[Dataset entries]
+===+
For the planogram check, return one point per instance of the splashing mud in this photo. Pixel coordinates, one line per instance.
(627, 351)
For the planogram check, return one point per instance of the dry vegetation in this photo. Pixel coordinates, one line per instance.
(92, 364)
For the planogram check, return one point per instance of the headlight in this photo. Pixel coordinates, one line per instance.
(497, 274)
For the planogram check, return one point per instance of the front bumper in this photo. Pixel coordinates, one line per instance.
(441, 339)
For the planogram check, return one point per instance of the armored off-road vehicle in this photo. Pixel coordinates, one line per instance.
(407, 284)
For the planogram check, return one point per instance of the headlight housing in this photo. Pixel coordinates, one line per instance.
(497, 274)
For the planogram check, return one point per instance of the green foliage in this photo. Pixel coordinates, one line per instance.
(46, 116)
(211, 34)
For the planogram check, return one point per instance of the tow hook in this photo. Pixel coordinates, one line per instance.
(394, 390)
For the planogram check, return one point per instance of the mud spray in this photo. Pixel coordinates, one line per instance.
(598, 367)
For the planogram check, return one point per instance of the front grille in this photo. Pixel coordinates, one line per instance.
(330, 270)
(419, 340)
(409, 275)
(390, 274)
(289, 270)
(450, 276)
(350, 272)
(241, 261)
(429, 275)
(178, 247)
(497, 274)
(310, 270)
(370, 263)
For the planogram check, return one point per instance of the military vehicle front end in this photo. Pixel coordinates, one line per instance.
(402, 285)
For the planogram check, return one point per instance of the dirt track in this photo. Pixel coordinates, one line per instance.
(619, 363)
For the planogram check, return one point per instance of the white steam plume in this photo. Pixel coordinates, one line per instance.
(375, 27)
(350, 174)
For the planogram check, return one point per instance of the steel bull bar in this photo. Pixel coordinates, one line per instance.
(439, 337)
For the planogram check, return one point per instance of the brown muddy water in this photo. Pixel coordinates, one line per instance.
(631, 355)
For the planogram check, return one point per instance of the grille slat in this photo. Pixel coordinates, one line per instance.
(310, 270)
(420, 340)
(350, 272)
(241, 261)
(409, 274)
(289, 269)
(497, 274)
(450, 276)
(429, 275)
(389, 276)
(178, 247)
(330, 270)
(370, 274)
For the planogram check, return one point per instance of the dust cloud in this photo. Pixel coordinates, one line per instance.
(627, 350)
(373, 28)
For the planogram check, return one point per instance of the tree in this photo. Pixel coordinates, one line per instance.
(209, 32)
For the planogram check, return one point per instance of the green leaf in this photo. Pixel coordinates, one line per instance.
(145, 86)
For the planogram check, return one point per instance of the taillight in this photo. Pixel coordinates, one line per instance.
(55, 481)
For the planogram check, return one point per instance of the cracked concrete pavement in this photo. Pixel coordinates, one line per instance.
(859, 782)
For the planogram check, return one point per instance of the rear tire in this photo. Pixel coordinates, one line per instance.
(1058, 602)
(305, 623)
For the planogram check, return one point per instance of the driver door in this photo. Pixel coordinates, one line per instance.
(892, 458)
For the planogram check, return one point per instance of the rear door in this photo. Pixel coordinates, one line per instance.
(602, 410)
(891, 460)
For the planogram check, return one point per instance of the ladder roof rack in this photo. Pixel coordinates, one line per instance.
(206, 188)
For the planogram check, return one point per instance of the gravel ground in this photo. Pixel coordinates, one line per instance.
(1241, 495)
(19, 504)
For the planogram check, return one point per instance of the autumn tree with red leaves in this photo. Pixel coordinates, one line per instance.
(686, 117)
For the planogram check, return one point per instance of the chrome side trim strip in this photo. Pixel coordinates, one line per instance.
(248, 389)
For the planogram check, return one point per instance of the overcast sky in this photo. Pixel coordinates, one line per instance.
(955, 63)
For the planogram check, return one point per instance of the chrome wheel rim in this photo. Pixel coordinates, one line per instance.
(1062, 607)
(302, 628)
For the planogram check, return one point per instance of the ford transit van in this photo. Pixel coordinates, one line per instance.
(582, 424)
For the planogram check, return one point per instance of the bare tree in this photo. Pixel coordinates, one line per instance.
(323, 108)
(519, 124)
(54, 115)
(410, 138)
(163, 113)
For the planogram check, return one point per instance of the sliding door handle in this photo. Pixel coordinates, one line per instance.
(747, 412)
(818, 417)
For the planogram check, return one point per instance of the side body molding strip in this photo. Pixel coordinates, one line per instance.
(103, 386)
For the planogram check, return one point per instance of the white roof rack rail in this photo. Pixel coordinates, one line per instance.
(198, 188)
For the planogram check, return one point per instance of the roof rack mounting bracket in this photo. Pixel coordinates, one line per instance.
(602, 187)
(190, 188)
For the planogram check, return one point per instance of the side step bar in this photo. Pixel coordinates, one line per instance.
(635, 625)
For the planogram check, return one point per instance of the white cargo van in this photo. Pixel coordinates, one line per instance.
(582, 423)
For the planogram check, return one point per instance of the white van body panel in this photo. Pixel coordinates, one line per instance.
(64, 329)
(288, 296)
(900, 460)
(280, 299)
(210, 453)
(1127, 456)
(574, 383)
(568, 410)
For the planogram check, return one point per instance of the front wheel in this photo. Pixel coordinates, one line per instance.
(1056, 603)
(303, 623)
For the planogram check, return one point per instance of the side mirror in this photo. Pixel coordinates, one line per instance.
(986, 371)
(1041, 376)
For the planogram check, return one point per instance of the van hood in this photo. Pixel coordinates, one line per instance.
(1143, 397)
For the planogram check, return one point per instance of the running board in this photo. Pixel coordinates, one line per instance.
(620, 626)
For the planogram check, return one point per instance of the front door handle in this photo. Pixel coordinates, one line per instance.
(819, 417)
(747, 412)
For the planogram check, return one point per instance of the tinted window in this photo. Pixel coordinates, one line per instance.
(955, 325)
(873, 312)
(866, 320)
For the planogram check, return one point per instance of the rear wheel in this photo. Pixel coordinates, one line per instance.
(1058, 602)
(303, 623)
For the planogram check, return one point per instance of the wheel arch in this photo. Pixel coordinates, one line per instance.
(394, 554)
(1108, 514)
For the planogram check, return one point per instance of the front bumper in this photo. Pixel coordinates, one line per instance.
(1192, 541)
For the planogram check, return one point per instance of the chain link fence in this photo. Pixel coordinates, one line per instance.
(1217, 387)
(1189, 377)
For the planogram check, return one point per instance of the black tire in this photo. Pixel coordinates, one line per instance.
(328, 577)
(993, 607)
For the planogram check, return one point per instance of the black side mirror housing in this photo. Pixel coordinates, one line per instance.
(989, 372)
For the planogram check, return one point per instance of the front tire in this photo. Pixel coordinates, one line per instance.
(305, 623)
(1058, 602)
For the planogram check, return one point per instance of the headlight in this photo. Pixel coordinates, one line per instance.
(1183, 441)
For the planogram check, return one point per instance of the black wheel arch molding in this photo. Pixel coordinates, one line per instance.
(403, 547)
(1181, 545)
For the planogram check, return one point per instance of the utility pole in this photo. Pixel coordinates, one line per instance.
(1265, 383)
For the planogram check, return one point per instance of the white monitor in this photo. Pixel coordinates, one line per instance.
+===+
ASSIGNMENT.
Return the records exactly, character for character.

WRITTEN ANSWER.
For the planogram check, return one point per instance of the splashing mud in this photo. Pixel coordinates, one line per instance.
(627, 351)
For the planogram check, return one point per instance of the dry vegetation in this photo. Pixel coordinates, one line per instance.
(92, 364)
For the planogram check, return one point per instance of the headlight in this photo. Pixel coordinates, one line per instance.
(497, 274)
For the planogram check, return one point per instance of the front bumper in this photo. Pixel coordinates, one line per instance.
(441, 339)
For the planogram check, return one point per instance of the armored off-road vehicle in this photo. Pixel coordinates, one line per instance.
(407, 284)
For the planogram check, return one point per instance of the headlight housing in this photo. Pixel coordinates, one line per instance.
(497, 274)
For the planogram check, return one point per instance of the green foliage in this photo. Pixel coordinates, one line per instance.
(46, 116)
(211, 34)
For the planogram check, return one point per instance of the tow hook in this photo. Pixel coordinates, one line per instance.
(394, 390)
For the planogram check, return one point per instance of the mud spray in this photo. Pixel coordinates, one line per instance.
(598, 367)
For the planogram check, return one point per instance of the front grille in this photo. Pixel coordinates, one line per instance.
(330, 270)
(419, 340)
(409, 275)
(390, 274)
(289, 270)
(450, 276)
(350, 272)
(241, 261)
(429, 275)
(178, 247)
(497, 274)
(310, 270)
(370, 263)
For the planogram check, return one point per instance of the military vehicle front end in this photo. Pixel coordinates, one line per instance.
(402, 285)
For the planogram check, return one point per instance of the dirt track in this photo. Pixel coordinates, one line per instance.
(619, 363)
For the planogram check, return one point per instance of the white steam plume in this photo. Pixel coordinates, one line per instance.
(375, 27)
(350, 174)
For the planogram check, return one point per instance of the steel bull bar in this photo. Pixel coordinates, one line per instance.
(439, 337)
For the planogram check, return one point per instance of the brown muddy water in this photo. Pixel coordinates, one line per instance.
(631, 355)
For the planogram check, return one point per instance of the grille slat in this photo. Pixel coordinates, one line per instance.
(310, 270)
(420, 340)
(350, 272)
(241, 261)
(409, 274)
(289, 269)
(497, 274)
(450, 276)
(429, 275)
(389, 276)
(178, 247)
(330, 270)
(370, 274)
For the planogram check, return one point per instance of the dust cloud in this photo. Pixel coordinates, one line per instance.
(627, 350)
(373, 28)
For the planogram check, return one point per instance of the tree in this photo. Pixel coordinates, one line per instance.
(209, 32)
For the planogram check, return one point per instance of the green leaf in this photo. Pixel coordinates, one line per instance.
(145, 86)
For the planogram check, return one point per instance of the taillight in this photo. Pixel coordinates, one line per instance.
(55, 481)
For the planogram check, return one point per instance of the cracked concrete pavement in this photo. Pixel coordinates, one line per instance.
(859, 782)
For the planogram check, return one point per instance of the rear tire in this photo. Pixel coordinates, one line per instance.
(1058, 602)
(305, 623)
For the planogram check, return one point per instance of the driver door in this photo. Pixel coordinates, one line per instance.
(892, 458)
For the planogram check, return one point per instance of the rear door in this photo. Pixel coordinates, one line per instance.
(602, 410)
(891, 460)
For the planogram check, return one point per instance of the ladder roof rack in this photo. Pixel coordinates, one line per instance.
(206, 188)
For the planogram check, return one point per instance of the gravel ground in this photo. Pixel coordinates, one line per instance.
(1241, 495)
(19, 504)
For the planogram check, return one point per instance of the autumn tree with red leaves in this photo. Pixel coordinates, one line per instance.
(686, 117)
For the planogram check, return one point per instance of the chrome side trim strip in this photo. Pixel coordinates, one line per instance.
(248, 389)
For the planogram check, return one point per instance of the overcast sky in this photo. Pixel coordinates, one line per instance.
(955, 63)
For the planogram check, return one point per instance of the chrome wheel rim in this photo. Pixel coordinates, one line per instance.
(1062, 607)
(302, 628)
For the planogram check, return one point per instance of the ford transit van in this photo. Pixel coordinates, one line per instance.
(582, 424)
For the planogram check, return one point per instance of the bare tree in this photo. Pixel coordinates, one line per instance.
(323, 108)
(519, 124)
(54, 115)
(410, 138)
(163, 113)
For the planogram check, return one point per instance of the sliding door handle in this photo. Pixel coordinates, one line per instance.
(747, 412)
(818, 417)
For the planogram check, return one point per instance of the side body molding strip in this photo. Pixel coordinates, one line per instance.
(103, 386)
For the planogram check, return one point per instance of the white roof rack rail in this photo. Pixel coordinates, one line per instance.
(198, 188)
For the planogram check, return one point per instance of the roof rack mounting bracket in this photo. Pixel coordinates, one line per instance.
(602, 187)
(190, 188)
For the planogram check, return one point per instance of the side step bar in this photo. Pixel coordinates, one line per instance.
(635, 625)
For the planogram check, return one point per instance of the white cargo van in this photo. Pixel coordinates, one line per instance.
(582, 423)
For the planogram check, return one point per instance of the white van body panel in this photo. Pixel coordinates, one line per instance.
(64, 329)
(288, 296)
(900, 460)
(280, 299)
(210, 453)
(1127, 456)
(574, 383)
(568, 410)
For the planogram check, return one point per instance of the front wheel in this photo. Pixel coordinates, one line per instance.
(1056, 603)
(303, 623)
For the planogram check, return one point per instance of the side mirror in this photo. Pixel coordinates, one line per instance.
(986, 371)
(1041, 376)
For the planogram check, return one point per instance of the van hood in this photo. Pixel coordinates, one line per instance.
(1143, 397)
For the planogram check, return one point per instance of the running board in this photo. Pixel coordinates, one line per instance.
(620, 626)
For the planogram check, return one point per instance of the front door handle in this photo. Pixel coordinates, one line per instance.
(819, 417)
(747, 412)
For the planogram check, return one point per instance of the tinted window in this photo. Pixel coordinates, one line per instance.
(955, 325)
(873, 312)
(866, 320)
For the planogram check, return one point per instance of the rear wheel in this photo. Pixel coordinates, one line per instance.
(1058, 602)
(303, 623)
For the planogram check, return one point per instance of the wheel arch in this photo. Pixel coordinates, one line per instance.
(394, 554)
(1108, 514)
For the planogram check, return one point per instance of the front bumper in this photo. Pixel coordinates, one line per instance.
(1192, 541)
For the planogram check, return one point per instance of the chain link fence in this photo. Pixel coordinates, one line per instance.
(1217, 387)
(1189, 377)
For the planogram check, return one point per instance of the black tire in this photo. Pixel coordinates, one line per instance.
(328, 577)
(993, 607)
For the planogram check, return one point per instance of the black side mirror housing in this photo. Pixel coordinates, one line per instance.
(989, 372)
For the planogram check, return one point per instance of the front tire in this photo. Pixel coordinates, one line per instance.
(305, 623)
(1058, 602)
For the planogram check, return one point per instance of the headlight in this photo. Pixel coordinates, one line per instance.
(1183, 441)
For the planogram check, return one point per instance of the black wheel arch molding in this photo. Pixel coordinates, one line per instance.
(403, 547)
(1181, 545)
For the planogram check, return one point per instance of the utility pole in this photo. Pixel coordinates, one line per instance.
(1265, 383)
For the planogram check, return one point per instance of the white monitor in this photo. Pixel coordinates, one line per instance.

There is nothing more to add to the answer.